*QUOTED PASSAGE*
[START]

A common failure point in long disputes is “we never received it.” Your proof prevents that.

Use an “Exhibit Index” for everything you send

When you submit documents, label them:

  • Exhibit A, Exhibit B, Exhibit C…
    and include a one-page index listing:
  • Exhibit name
  • Date
  • What it proves
  • Where it appears in your packet (page number if possible)

This makes it easier for an IRS reviewer—or a tax professional—to follow your case without confusion.

Keep your submissions structured and repeatable

Every letter you send should follow the same format:

  1. What notice/issue you’re responding to (date and type)
  2. What you are requesting (specific relief)
  3. Key facts (short bullets; no emotion)
  4. Authority / rules you rely on (brief references)
  5. Exhibits attached (indexed)
  6. How you can be reached and preferred method

This isn’t about being “formal”—it’s about being easy to review.

Maintain two versions of your case file

  • Private master file (unredacted): for your records and professional review
  • Public shareable file (redacted): for transparency without exposing sensitive data

Redact: SSN, address, barcodes/QR, notice/account numbers, signatures, and any information identifying a minor.

The payoff: lower cost and higher credibility

A well-organized record:

  • reduces billable hours for professionals,
  • increases the chance your position is understood quickly,
  • and makes your case more credible to anyone reviewing it.

4) Conflicting Filings and “Duplicate Return” Situations (What to watch for)

When the IRS receives more than one return for the same tax year, the problem stops being “my tax return” and becomes an IRS system conflict. That conflict can trigger examinations, filing-status reclassification, and years of administrative back-and-forth—especially if the returns claim different filing statuses or credits.

Why this becomes a big deal fast

A “duplicate return” situation creates uncertainty in the IRS record about:

  • which return is controlling,
  • what filing status applies, and
  • who is entitled to certain credits or dependency claims.

If the conflicting returns are materially different, the IRS may treat it as an exam issue rather than a simple correction.

What to watch for (early red flags)

  • A letter stating the IRS received two returns for the same year
  • A notice that your filing status is being changed (MFJ → MFS, etc.)
  • Requests for identity/consent documents to “validate” the joint return
  • Any language suggesting credits or dependency claims are being removed
  • Long periods of “we need more time” letters with no clear resolution path

What to do immediately if this happens

  1. Anchor the timeline
    • Identify the filing date/acceptance date of the return you believe is valid.

[END]

*WHAT IS REQUIRED*
Answer these questions about the passage on IRS disputes:
(a) What four items should the one-page exhibit index list?
(b) What is the unredacted private master file for?
(c) How may the IRS treat conflicting returns that are materially different?

Records excerpted from a collection:
[START]

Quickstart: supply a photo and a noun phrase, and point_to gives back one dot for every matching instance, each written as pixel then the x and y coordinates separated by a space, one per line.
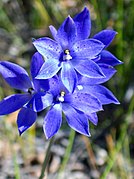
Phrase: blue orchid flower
pixel 76 106
pixel 105 60
pixel 35 97
pixel 70 53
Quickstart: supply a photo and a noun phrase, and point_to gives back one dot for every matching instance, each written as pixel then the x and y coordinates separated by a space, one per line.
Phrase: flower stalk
pixel 46 159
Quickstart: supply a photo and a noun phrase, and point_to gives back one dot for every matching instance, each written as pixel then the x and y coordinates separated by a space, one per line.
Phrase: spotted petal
pixel 93 118
pixel 52 121
pixel 36 63
pixel 48 48
pixel 102 93
pixel 13 103
pixel 76 119
pixel 105 36
pixel 49 69
pixel 15 75
pixel 109 59
pixel 108 71
pixel 88 68
pixel 88 48
pixel 84 102
pixel 26 119
pixel 40 101
pixel 83 24
pixel 68 76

[END]

*SOLUTION*
(a) The exhibit name, the date, what it proves, and where it appears in the packet (page number if possible).
(b) It is for your records and professional review.
(c) As an exam issue rather than a simple correction.